» ABOUT THIS TASK: Reproduce the entries below word for word, starting at their very beginning and stopping after the line that contains "positive clicks: (91, 167) (98, 186)".

== LISTED RECORDS ==

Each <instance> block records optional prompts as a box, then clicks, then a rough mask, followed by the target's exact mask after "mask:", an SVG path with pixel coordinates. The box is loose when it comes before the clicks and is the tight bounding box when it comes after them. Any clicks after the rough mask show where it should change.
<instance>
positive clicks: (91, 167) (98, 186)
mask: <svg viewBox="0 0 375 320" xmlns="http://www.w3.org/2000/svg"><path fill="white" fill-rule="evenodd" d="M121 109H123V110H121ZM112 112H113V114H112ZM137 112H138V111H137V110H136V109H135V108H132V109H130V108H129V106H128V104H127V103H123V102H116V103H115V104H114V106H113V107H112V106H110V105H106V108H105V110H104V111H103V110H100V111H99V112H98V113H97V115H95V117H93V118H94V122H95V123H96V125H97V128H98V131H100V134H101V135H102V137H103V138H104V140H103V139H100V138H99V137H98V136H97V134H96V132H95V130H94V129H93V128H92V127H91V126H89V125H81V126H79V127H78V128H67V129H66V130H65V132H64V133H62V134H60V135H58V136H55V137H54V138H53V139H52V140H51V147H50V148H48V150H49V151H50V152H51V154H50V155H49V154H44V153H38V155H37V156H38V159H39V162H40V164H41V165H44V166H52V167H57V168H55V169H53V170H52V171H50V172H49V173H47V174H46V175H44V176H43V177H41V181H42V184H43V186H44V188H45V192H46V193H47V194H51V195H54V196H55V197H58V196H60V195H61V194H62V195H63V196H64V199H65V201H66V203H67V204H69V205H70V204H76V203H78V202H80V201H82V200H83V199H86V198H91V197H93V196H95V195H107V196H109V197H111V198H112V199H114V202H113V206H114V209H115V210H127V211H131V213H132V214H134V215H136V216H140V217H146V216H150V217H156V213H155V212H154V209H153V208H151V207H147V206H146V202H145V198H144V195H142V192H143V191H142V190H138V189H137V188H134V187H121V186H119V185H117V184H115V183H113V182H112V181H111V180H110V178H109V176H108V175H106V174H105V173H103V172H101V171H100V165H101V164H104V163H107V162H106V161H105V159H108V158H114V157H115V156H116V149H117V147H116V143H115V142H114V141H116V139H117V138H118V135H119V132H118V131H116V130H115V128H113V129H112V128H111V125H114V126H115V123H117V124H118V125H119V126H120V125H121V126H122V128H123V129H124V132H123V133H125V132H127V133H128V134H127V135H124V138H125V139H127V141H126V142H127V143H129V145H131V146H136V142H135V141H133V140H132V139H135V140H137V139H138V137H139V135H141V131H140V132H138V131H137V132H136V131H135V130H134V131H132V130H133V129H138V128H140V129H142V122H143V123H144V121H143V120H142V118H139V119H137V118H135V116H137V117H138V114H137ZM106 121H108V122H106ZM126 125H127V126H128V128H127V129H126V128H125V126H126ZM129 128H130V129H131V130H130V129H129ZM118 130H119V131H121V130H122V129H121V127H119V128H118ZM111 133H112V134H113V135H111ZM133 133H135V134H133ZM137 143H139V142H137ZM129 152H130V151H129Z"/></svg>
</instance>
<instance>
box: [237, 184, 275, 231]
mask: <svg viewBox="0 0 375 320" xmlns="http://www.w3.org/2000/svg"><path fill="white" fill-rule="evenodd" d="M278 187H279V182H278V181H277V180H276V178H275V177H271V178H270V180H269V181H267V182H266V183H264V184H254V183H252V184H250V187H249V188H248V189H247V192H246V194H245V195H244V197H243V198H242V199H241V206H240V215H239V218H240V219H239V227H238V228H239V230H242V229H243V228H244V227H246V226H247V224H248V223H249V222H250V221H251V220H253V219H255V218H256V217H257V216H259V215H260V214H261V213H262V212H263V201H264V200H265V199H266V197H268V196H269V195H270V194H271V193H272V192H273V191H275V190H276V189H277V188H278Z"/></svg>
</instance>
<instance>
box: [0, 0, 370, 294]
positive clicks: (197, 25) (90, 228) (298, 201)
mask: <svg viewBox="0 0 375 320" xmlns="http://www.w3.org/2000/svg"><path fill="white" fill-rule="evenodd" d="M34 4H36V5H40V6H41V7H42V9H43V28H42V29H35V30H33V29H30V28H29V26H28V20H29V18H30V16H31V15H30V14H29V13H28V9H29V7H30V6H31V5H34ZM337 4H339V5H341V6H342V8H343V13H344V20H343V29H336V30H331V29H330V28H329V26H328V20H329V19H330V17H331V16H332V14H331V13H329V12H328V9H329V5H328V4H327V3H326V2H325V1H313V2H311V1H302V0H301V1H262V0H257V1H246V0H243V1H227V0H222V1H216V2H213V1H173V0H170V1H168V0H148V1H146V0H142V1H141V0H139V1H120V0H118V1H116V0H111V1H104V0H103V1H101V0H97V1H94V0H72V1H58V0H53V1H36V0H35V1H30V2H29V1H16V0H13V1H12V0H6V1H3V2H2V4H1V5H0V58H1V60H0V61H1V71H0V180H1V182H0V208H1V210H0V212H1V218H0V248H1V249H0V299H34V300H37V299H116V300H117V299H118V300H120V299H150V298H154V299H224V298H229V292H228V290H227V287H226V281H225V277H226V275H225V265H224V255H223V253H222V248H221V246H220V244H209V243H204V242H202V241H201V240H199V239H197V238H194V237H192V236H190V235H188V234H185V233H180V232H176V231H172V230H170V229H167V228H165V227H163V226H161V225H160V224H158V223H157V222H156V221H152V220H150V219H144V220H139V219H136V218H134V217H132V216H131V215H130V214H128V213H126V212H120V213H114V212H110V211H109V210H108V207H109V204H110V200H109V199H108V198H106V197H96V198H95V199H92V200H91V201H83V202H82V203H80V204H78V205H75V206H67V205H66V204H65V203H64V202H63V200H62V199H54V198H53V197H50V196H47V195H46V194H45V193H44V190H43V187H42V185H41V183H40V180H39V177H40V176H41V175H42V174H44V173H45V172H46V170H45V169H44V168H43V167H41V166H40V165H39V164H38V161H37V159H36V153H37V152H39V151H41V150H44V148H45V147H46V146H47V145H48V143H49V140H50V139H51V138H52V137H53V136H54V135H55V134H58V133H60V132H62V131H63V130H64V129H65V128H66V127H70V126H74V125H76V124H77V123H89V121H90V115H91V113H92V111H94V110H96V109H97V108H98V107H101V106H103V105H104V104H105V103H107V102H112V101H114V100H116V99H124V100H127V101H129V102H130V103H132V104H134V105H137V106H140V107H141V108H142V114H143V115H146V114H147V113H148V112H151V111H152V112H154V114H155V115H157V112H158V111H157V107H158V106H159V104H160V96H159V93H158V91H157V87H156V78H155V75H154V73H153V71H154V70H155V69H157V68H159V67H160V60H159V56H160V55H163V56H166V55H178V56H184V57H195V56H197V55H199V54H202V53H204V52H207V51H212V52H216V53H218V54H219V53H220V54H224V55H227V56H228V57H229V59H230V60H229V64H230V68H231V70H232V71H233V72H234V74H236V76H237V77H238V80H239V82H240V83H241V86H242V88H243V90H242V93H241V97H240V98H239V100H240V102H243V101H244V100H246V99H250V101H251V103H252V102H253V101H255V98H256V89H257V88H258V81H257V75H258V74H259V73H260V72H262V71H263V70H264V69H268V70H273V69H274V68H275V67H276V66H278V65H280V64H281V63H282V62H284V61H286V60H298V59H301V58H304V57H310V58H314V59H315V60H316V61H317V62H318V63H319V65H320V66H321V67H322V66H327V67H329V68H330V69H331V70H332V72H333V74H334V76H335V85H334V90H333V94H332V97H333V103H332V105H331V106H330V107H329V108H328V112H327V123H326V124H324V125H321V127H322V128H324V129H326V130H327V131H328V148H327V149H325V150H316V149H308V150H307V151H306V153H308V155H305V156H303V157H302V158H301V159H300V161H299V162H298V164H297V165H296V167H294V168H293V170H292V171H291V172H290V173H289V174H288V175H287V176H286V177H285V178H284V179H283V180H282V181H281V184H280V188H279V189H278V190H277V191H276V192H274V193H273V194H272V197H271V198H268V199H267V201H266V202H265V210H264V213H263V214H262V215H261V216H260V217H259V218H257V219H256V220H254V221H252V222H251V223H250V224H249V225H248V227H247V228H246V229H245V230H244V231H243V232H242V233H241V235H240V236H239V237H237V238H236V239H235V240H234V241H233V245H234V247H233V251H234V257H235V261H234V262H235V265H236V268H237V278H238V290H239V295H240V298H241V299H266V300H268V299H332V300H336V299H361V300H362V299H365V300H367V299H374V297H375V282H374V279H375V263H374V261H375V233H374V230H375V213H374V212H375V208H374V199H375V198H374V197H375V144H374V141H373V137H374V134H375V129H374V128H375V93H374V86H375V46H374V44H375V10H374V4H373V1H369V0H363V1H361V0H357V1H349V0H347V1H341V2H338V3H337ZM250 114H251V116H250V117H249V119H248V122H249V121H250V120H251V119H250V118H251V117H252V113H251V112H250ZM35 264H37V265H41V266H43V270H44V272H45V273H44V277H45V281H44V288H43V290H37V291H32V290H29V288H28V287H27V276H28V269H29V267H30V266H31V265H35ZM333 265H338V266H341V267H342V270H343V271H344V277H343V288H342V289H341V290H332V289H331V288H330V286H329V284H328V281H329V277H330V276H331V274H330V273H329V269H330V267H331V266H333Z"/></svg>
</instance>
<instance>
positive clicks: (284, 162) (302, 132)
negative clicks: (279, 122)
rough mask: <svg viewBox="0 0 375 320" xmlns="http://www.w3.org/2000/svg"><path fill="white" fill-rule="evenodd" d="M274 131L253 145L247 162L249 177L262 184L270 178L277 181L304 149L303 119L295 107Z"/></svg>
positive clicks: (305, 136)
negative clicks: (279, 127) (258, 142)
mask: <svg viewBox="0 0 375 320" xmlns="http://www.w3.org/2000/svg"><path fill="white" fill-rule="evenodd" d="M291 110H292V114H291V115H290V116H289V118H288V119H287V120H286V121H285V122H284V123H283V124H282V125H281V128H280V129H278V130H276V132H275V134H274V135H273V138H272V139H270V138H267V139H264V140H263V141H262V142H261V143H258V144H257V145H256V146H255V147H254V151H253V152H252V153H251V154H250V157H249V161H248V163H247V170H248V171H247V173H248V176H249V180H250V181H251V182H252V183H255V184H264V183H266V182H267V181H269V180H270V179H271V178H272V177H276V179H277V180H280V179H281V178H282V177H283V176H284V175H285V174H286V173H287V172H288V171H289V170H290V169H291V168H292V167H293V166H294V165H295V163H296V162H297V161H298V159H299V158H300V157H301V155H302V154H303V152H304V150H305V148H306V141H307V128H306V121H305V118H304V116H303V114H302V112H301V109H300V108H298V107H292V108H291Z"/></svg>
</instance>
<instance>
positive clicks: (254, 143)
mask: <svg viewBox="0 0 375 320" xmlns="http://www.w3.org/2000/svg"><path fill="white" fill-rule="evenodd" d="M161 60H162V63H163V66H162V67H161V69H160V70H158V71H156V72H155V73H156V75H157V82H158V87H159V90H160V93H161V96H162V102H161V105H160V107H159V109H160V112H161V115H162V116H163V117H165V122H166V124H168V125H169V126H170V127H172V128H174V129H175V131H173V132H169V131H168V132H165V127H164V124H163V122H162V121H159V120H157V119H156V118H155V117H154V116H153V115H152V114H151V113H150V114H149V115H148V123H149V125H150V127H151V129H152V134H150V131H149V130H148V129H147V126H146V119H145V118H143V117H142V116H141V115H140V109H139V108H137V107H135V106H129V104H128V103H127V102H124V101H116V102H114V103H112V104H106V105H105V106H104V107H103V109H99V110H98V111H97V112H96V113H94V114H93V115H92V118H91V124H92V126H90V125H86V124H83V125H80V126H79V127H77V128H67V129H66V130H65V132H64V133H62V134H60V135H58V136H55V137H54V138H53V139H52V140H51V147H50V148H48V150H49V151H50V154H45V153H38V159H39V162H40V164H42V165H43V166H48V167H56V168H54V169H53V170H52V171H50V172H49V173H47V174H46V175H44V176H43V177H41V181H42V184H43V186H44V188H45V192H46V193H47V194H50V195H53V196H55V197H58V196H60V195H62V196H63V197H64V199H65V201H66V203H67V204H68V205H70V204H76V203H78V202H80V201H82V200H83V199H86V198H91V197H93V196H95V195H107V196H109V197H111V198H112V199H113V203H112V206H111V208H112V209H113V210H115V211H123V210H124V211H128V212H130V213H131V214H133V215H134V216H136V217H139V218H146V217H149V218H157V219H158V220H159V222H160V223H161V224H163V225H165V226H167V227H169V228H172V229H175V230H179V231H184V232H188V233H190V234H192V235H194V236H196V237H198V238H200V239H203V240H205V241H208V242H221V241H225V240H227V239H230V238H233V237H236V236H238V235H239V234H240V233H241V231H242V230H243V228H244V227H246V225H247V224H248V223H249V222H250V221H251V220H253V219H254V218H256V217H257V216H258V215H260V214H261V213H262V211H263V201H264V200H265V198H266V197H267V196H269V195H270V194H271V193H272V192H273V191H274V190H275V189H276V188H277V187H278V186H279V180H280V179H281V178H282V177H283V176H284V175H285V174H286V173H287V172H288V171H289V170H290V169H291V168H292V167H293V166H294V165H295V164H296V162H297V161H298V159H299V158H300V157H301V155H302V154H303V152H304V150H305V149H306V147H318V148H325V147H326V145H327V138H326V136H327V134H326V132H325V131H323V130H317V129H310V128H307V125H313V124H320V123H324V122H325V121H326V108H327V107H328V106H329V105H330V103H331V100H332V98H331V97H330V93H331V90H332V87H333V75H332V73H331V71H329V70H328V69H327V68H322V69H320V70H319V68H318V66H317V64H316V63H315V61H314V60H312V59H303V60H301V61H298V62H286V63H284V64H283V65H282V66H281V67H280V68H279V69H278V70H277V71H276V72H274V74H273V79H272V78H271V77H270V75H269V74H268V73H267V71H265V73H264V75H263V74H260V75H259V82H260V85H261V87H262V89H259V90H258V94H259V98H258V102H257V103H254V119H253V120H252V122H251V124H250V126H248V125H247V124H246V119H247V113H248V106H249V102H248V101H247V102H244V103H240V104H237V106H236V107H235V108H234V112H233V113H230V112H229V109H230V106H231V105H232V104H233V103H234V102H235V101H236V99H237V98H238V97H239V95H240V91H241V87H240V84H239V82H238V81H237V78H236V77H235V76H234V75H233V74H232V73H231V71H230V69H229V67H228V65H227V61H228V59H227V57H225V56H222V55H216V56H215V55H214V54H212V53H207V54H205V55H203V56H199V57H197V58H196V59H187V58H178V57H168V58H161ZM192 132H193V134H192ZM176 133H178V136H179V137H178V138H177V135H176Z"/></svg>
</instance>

===

» RESULT FOR THIS TASK:
Each <instance> block records optional prompts as a box, then clicks, then a rough mask, followed by the target's exact mask after "mask:", an SVG path with pixel coordinates. The box is loose when it comes before the clicks and is the tight bounding box when it comes after them. Any clicks after the rough mask show where it should change.
<instance>
positive clicks: (91, 167) (98, 186)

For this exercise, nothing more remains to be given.